■ **Prompt**
Edit the items below by changing each "ring rule" to "fill rule" and keeping everything else the same. Leave the pictures out of your answer.

** BEGIN Data for the task **

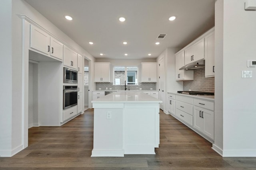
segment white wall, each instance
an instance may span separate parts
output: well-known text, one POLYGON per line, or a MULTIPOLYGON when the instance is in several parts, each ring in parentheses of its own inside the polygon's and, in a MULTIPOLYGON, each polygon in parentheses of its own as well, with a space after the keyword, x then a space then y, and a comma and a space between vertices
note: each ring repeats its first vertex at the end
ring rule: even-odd
MULTIPOLYGON (((176 82, 175 77, 175 53, 181 48, 168 48, 166 49, 156 60, 158 63, 163 57, 164 57, 164 111, 168 113, 168 92, 176 92, 178 90, 182 90, 183 88, 183 82, 181 81, 176 82)), ((159 74, 159 73, 158 73, 159 74)), ((158 75, 160 76, 160 75, 158 75)), ((157 87, 159 85, 157 85, 157 87)), ((157 88, 158 87, 157 87, 157 88)))
MULTIPOLYGON (((141 82, 141 63, 142 62, 156 62, 155 59, 98 59, 96 62, 110 62, 111 64, 110 67, 110 82, 113 82, 113 67, 115 66, 137 66, 138 67, 139 82, 141 82)), ((94 89, 95 90, 95 89, 94 89)))
POLYGON ((2 0, 0 11, 2 16, 1 22, 4 23, 1 26, 0 33, 1 47, 2 48, 1 56, 4 57, 2 60, 4 62, 0 64, 3 70, 0 74, 1 77, 4 77, 5 80, 1 84, 4 88, 1 86, 0 89, 4 91, 1 92, 0 99, 1 111, 6 113, 0 116, 0 129, 5 129, 0 132, 0 155, 10 156, 27 145, 27 141, 23 140, 22 137, 27 136, 27 131, 22 130, 22 120, 26 119, 27 123, 28 107, 24 106, 23 108, 22 104, 24 101, 27 103, 28 101, 28 60, 26 59, 22 61, 22 22, 18 15, 26 15, 83 54, 92 61, 92 63, 94 59, 23 0, 2 0), (25 63, 23 63, 24 61, 25 63), (23 65, 26 67, 23 68, 23 65), (23 94, 22 92, 25 93, 23 94), (23 111, 24 114, 22 113, 23 111))
MULTIPOLYGON (((221 117, 222 106, 218 100, 221 101, 222 98, 224 156, 256 156, 256 96, 254 95, 256 93, 256 68, 246 66, 248 60, 256 60, 256 11, 245 10, 244 1, 216 1, 220 9, 216 11, 221 13, 222 10, 223 14, 223 19, 216 18, 219 24, 215 27, 218 31, 216 38, 221 39, 223 35, 223 54, 217 53, 220 56, 216 59, 216 64, 219 64, 216 66, 216 70, 223 63, 223 95, 221 91, 217 91, 221 86, 220 81, 216 82, 218 89, 215 89, 215 108, 216 115, 221 117), (252 78, 242 78, 242 70, 252 71, 252 78)), ((216 50, 222 51, 222 47, 216 48, 216 50)), ((216 78, 220 80, 221 73, 216 73, 216 78)), ((221 123, 220 121, 217 125, 221 126, 221 123)), ((215 145, 221 148, 221 128, 217 130, 218 143, 215 145)))
POLYGON ((9 154, 12 147, 12 1, 0 2, 0 156, 9 154))

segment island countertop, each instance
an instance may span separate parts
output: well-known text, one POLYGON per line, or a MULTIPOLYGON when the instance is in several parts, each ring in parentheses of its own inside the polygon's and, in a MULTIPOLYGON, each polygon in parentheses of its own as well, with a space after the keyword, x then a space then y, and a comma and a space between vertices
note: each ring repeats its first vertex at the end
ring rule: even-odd
POLYGON ((92 101, 100 103, 162 103, 162 101, 140 92, 116 92, 92 101))

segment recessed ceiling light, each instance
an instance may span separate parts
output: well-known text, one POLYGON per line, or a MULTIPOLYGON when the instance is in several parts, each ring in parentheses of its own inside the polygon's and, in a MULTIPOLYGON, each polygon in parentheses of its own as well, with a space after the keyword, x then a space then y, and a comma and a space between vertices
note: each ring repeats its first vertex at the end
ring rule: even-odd
POLYGON ((176 19, 176 17, 174 16, 172 16, 172 17, 170 17, 170 18, 169 18, 169 20, 170 21, 173 21, 176 19))
POLYGON ((73 18, 72 18, 72 17, 71 17, 70 16, 65 16, 65 18, 66 18, 66 19, 68 20, 73 20, 73 18))
POLYGON ((119 18, 119 21, 120 21, 121 22, 123 22, 124 21, 125 21, 125 18, 124 18, 124 17, 121 17, 119 18))

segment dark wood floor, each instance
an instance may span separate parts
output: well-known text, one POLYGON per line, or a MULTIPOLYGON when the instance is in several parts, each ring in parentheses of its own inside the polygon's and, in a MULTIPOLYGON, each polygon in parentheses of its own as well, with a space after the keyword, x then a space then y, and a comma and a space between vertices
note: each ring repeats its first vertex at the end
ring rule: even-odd
MULTIPOLYGON (((0 158, 0 170, 256 170, 256 158, 223 158, 212 144, 170 115, 160 113, 156 155, 90 157, 93 110, 61 127, 32 127, 28 147, 0 158)), ((104 142, 104 141, 102 141, 104 142)))

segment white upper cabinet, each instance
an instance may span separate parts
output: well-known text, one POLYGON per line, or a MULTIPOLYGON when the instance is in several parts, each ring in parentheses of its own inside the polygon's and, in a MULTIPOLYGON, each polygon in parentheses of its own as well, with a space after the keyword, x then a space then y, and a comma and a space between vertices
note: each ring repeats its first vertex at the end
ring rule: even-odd
POLYGON ((204 38, 196 42, 185 50, 185 65, 204 59, 204 38))
POLYGON ((76 70, 77 69, 77 53, 64 46, 63 56, 63 64, 76 70))
POLYGON ((30 25, 30 47, 48 56, 63 59, 63 45, 32 25, 30 25))
POLYGON ((63 45, 52 37, 50 37, 50 55, 62 60, 63 59, 63 45))
POLYGON ((141 63, 141 82, 156 82, 156 63, 141 63))
POLYGON ((84 60, 83 59, 83 57, 78 54, 77 56, 77 71, 78 73, 80 74, 82 74, 84 71, 83 69, 84 60))
POLYGON ((205 38, 205 77, 214 77, 214 31, 205 38))
POLYGON ((110 82, 110 63, 94 63, 94 82, 110 82))
POLYGON ((175 55, 175 67, 176 81, 194 80, 194 71, 192 70, 180 70, 184 66, 184 51, 181 51, 175 55))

** END Data for the task **

■ **The output**
segment white wall, each instance
an instance may span separate parts
output: well-known text, one POLYGON per line, or a MULTIPOLYGON when the instance is in several parts, each ring in parentheses of its own inside the polygon's and, in a MULTIPOLYGON, each polygon in parentheses of its own as well, with a space after the keyword, x then a space then y, and a comma and a space between vertices
note: each ring repeats its first vertex at the end
fill rule: even-odd
MULTIPOLYGON (((176 82, 175 77, 175 53, 181 48, 168 48, 166 49, 156 60, 158 63, 163 57, 164 57, 164 111, 168 113, 168 92, 176 92, 178 90, 182 90, 183 88, 183 82, 181 81, 176 82)), ((159 74, 159 73, 158 73, 159 74)), ((158 75, 160 76, 160 75, 158 75)), ((157 87, 159 85, 157 85, 157 87)), ((157 88, 158 87, 157 87, 157 88)))
MULTIPOLYGON (((141 82, 141 63, 142 62, 156 62, 155 59, 98 59, 96 62, 110 62, 111 64, 110 67, 110 82, 113 82, 113 67, 115 66, 137 66, 138 67, 139 82, 141 82)), ((94 89, 95 90, 95 89, 94 89)))
POLYGON ((2 0, 0 11, 2 16, 1 22, 4 23, 1 26, 0 33, 1 47, 2 48, 1 56, 4 57, 2 60, 4 62, 0 64, 3 70, 0 74, 1 77, 4 77, 5 80, 1 84, 4 88, 1 86, 0 89, 4 91, 1 92, 0 99, 1 111, 6 113, 0 116, 0 129, 5 129, 0 132, 0 155, 10 156, 27 145, 27 141, 23 140, 22 137, 27 136, 27 131, 22 130, 22 120, 26 119, 27 123, 28 107, 24 106, 23 108, 22 104, 24 101, 27 103, 28 101, 28 60, 26 59, 22 61, 22 22, 18 15, 26 15, 83 54, 92 61, 92 63, 94 59, 23 0, 2 0), (25 63, 23 63, 24 61, 25 63), (23 65, 26 67, 23 68, 23 65), (23 94, 22 92, 25 93, 23 94), (23 111, 24 114, 22 113, 23 111))
MULTIPOLYGON (((221 117, 222 106, 218 100, 221 101, 222 98, 224 156, 256 156, 256 96, 254 95, 256 93, 256 68, 246 66, 248 60, 256 60, 256 11, 245 10, 244 1, 216 1, 220 9, 216 11, 221 13, 222 10, 223 14, 223 19, 216 18, 219 24, 215 27, 218 31, 216 38, 221 39, 223 35, 223 54, 217 53, 220 56, 216 59, 216 64, 219 64, 216 66, 216 70, 223 63, 223 95, 221 91, 217 91, 221 86, 220 81, 216 82, 218 89, 215 89, 215 108, 216 115, 221 117), (252 78, 242 78, 242 70, 252 71, 252 78)), ((216 50, 222 51, 222 47, 216 48, 216 50)), ((216 78, 220 80, 221 73, 216 73, 216 78)), ((221 123, 220 121, 217 125, 221 126, 221 123)), ((215 145, 221 148, 221 128, 217 130, 218 143, 215 145)))
POLYGON ((9 154, 12 147, 12 1, 0 2, 0 156, 9 154))

segment island countertop, each instance
an instance may span separate parts
output: well-known text, one POLYGON per line, or a MULTIPOLYGON when the instance is in several parts, each ring in parentheses of its own inside the polygon's and, in a MULTIPOLYGON, each polygon in parentheses of its own as well, with a space after the keyword, x then a space then y, and a comma and a space between vertices
note: each ring repeats its first vertex at the end
fill rule: even-odd
POLYGON ((92 101, 100 103, 162 103, 162 101, 140 92, 116 92, 92 101))

segment recessed ceiling light, each instance
an instance may span separate parts
output: well-known text, one POLYGON per line, or a MULTIPOLYGON when the instance is in several parts, each ring in parentheses of its own inside the polygon's and, in a MULTIPOLYGON, each polygon in parentheses of its own as well, with a space after the keyword, x then a space then y, and a comma and a space between vertices
note: each ring repeats its first vertex at the end
fill rule: even-odd
POLYGON ((176 19, 176 17, 174 16, 172 16, 172 17, 170 17, 170 18, 169 18, 169 20, 170 21, 173 21, 176 19))
POLYGON ((73 18, 72 18, 72 17, 71 17, 70 16, 65 16, 65 18, 66 18, 66 19, 68 20, 73 20, 73 18))
POLYGON ((119 18, 119 21, 120 21, 121 22, 123 22, 124 21, 125 21, 125 18, 124 18, 124 17, 121 17, 119 18))

segment dark wood floor, each instance
an instance may span separate parts
output: well-known text, one POLYGON per line, or a MULTIPOLYGON when the instance is in several parts, each ring in parentheses of its own inside the polygon's and, in a MULTIPOLYGON, each polygon in parentheses of its own as well, with a space after the keyword, x then a space then y, and a comma and a space between vertices
note: each ring repeats its first vertex at the end
fill rule: even-odd
MULTIPOLYGON (((0 158, 0 170, 256 170, 256 158, 223 158, 212 144, 170 115, 160 113, 156 155, 90 157, 93 110, 61 127, 32 127, 28 147, 0 158)), ((104 142, 104 141, 102 141, 104 142)))

segment white upper cabinet, each instance
an instance may span separate parts
output: well-known text, one POLYGON per line, or a MULTIPOLYGON when the instance is in several parts, each ring in parentheses of its own inside the polygon's and, in a MULTIPOLYGON, each polygon in parentheses of its own as well, with a space after the keyword, x then a space then y, and a comma and a space between vertices
note: each ring repeats its first vertex at the end
fill rule: even-odd
POLYGON ((204 38, 196 42, 185 50, 185 65, 204 59, 204 38))
POLYGON ((76 70, 77 69, 77 53, 64 46, 63 56, 63 64, 76 70))
POLYGON ((30 25, 30 47, 48 56, 63 59, 63 45, 32 25, 30 25))
POLYGON ((63 45, 52 37, 50 37, 50 55, 62 60, 63 59, 63 45))
POLYGON ((141 63, 141 82, 156 82, 156 63, 141 63))
POLYGON ((84 60, 83 59, 83 57, 78 54, 77 56, 77 71, 78 73, 80 74, 82 74, 84 71, 83 69, 84 60))
POLYGON ((205 38, 205 77, 214 77, 214 31, 205 38))
POLYGON ((110 82, 110 63, 94 63, 94 82, 110 82))
POLYGON ((175 55, 175 67, 176 81, 194 80, 194 71, 192 70, 180 70, 184 66, 184 51, 181 51, 175 55))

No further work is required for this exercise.